**TASK:**
Precisely the lines from the one with "Identify striped scarf in the frame above." through the end of the data, both included, must make up the response, each restated word for word.
*** Opening RECORDS SUPPLIED ***
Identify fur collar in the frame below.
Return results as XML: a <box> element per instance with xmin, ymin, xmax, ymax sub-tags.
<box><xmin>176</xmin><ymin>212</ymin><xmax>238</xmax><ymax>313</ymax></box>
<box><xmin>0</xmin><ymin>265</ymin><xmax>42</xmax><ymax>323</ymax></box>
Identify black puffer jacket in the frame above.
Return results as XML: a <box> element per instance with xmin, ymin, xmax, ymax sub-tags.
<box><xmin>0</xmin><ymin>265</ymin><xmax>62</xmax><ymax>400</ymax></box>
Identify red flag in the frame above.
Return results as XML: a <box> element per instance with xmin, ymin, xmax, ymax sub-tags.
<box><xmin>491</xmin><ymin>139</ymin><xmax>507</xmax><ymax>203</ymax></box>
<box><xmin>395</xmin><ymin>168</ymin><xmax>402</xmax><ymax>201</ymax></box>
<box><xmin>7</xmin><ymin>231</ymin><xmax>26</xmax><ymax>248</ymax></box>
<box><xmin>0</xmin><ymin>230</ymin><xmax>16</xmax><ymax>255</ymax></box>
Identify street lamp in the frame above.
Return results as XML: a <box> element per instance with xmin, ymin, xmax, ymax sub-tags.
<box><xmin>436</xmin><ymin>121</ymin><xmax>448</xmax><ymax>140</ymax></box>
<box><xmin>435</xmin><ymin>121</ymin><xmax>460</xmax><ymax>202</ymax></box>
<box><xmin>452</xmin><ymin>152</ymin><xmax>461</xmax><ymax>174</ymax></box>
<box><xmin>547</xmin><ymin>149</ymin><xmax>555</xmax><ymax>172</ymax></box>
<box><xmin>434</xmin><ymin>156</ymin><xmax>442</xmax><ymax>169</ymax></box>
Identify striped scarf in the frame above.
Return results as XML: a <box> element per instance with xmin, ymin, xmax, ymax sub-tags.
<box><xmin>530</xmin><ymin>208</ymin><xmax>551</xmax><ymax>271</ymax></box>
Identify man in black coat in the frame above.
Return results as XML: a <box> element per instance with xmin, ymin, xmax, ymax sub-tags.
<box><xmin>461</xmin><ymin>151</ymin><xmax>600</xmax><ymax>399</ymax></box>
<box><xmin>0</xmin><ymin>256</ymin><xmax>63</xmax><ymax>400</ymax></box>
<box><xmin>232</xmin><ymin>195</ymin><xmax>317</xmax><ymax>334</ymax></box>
*** Closing RECORDS SUPPLIED ***
**WRITTEN ANSWER:**
Identify striped scarf in the frame above.
Return results as XML: a <box> element per instance with xmin, ymin, xmax, ymax sub-tags.
<box><xmin>530</xmin><ymin>208</ymin><xmax>551</xmax><ymax>271</ymax></box>
Identify man in black coat in the frame above.
Return results as XML: a <box> element per instance with xmin, ymin, xmax, ymax sub-tags.
<box><xmin>461</xmin><ymin>151</ymin><xmax>600</xmax><ymax>399</ymax></box>
<box><xmin>0</xmin><ymin>256</ymin><xmax>63</xmax><ymax>400</ymax></box>
<box><xmin>232</xmin><ymin>195</ymin><xmax>317</xmax><ymax>334</ymax></box>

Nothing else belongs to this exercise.